AIM OF THE EXERCISE
Your job here is to restate every record exactly, pictures excluded.

THE DATA
◆ ◆ ◆ ◆ ◆

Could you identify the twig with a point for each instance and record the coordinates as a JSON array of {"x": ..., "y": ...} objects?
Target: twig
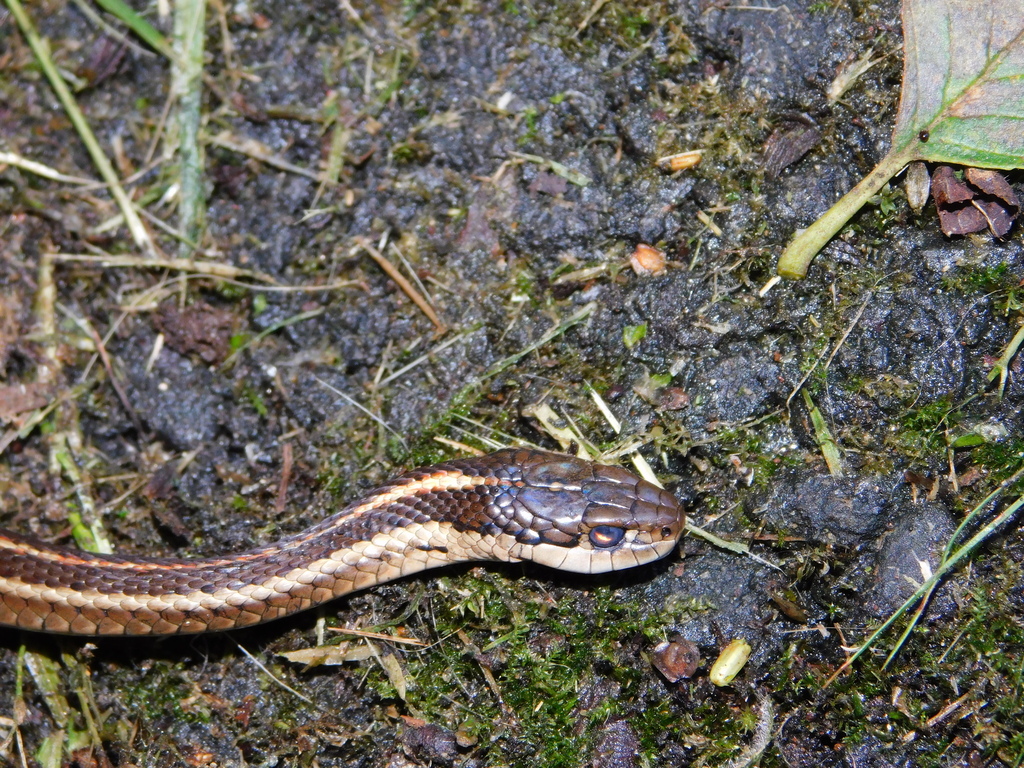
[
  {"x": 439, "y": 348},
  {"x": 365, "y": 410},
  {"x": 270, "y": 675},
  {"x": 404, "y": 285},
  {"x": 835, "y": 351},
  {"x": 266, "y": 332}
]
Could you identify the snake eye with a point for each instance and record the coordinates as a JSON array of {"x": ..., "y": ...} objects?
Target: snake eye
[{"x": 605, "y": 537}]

◆ ◆ ◆ ◆ ◆

TASK SOLUTION
Could you identify the twig with a point for each instance and record the coordinates as a JSON array of {"x": ..., "y": ...} objects?
Target: twig
[
  {"x": 439, "y": 348},
  {"x": 365, "y": 410},
  {"x": 270, "y": 675},
  {"x": 404, "y": 285},
  {"x": 835, "y": 351},
  {"x": 266, "y": 332}
]
Could you identify the snake eye with a point for each instance and record the coordinates as a JSON array of {"x": ..., "y": ...} objects?
Target: snake eye
[{"x": 605, "y": 537}]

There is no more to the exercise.